Request
Present every line of the entries below as a Markdown table with two columns, "Row" for the line's number and "Line" for its text. Leave out blank lines.

[Collected data]
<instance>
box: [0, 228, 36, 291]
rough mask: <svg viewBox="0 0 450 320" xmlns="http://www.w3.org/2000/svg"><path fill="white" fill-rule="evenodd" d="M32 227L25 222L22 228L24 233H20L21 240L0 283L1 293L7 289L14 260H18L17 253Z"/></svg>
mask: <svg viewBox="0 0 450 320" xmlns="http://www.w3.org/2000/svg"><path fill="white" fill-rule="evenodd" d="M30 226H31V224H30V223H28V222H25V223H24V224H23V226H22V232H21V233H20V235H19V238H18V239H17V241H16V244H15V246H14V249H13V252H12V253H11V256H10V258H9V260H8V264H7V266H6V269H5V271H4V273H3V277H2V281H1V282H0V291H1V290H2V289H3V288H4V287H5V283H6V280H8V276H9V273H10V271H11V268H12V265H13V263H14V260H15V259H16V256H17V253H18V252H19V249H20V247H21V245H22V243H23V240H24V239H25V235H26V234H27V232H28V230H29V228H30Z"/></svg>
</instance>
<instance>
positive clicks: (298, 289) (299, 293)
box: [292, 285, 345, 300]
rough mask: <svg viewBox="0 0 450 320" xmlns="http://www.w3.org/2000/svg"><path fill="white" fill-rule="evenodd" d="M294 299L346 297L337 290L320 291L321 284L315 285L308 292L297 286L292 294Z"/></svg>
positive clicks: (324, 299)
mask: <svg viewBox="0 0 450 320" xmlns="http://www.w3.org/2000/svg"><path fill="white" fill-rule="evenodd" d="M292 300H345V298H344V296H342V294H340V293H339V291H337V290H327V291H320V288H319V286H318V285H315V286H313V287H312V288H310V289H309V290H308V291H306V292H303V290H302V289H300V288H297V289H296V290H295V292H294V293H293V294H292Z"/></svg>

Result of this task
| Row | Line |
|---|---|
| 1 | <instance> |
| 2 | box: [0, 228, 36, 291] |
| 3 | rough mask: <svg viewBox="0 0 450 320" xmlns="http://www.w3.org/2000/svg"><path fill="white" fill-rule="evenodd" d="M32 227L25 222L22 228L24 233H20L21 240L0 283L1 293L7 289L14 260H18L17 253Z"/></svg> |
| 4 | mask: <svg viewBox="0 0 450 320" xmlns="http://www.w3.org/2000/svg"><path fill="white" fill-rule="evenodd" d="M30 226H31V224H30V223H28V222H25V223H24V224H23V226H22V232H21V233H20V235H19V238H18V239H17V241H16V244H15V246H14V249H13V252H12V253H11V256H10V258H9V260H8V264H7V266H6V269H5V271H4V273H3V277H2V281H1V282H0V291H1V290H2V289H3V288H4V287H5V283H6V280H8V276H9V273H10V271H11V268H12V265H13V263H14V260H15V259H16V256H17V253H18V252H19V249H20V247H21V245H22V243H23V240H24V239H25V235H26V234H27V232H28V230H29V228H30Z"/></svg> |
| 5 | </instance> |
| 6 | <instance> |
| 7 | positive clicks: (298, 289) (299, 293) |
| 8 | box: [292, 285, 345, 300] |
| 9 | rough mask: <svg viewBox="0 0 450 320" xmlns="http://www.w3.org/2000/svg"><path fill="white" fill-rule="evenodd" d="M294 299L346 297L337 290L320 291L321 284L315 285L308 292L297 286L292 294Z"/></svg> |
| 10 | positive clicks: (324, 299) |
| 11 | mask: <svg viewBox="0 0 450 320" xmlns="http://www.w3.org/2000/svg"><path fill="white" fill-rule="evenodd" d="M292 300H345V298H344V296H342V294H340V293H339V291H337V290H327V291H320V288H319V286H318V285H315V286H313V287H312V288H310V289H309V290H308V291H306V292H303V290H302V289H300V288H297V289H296V290H295V292H294V293H293V294H292Z"/></svg> |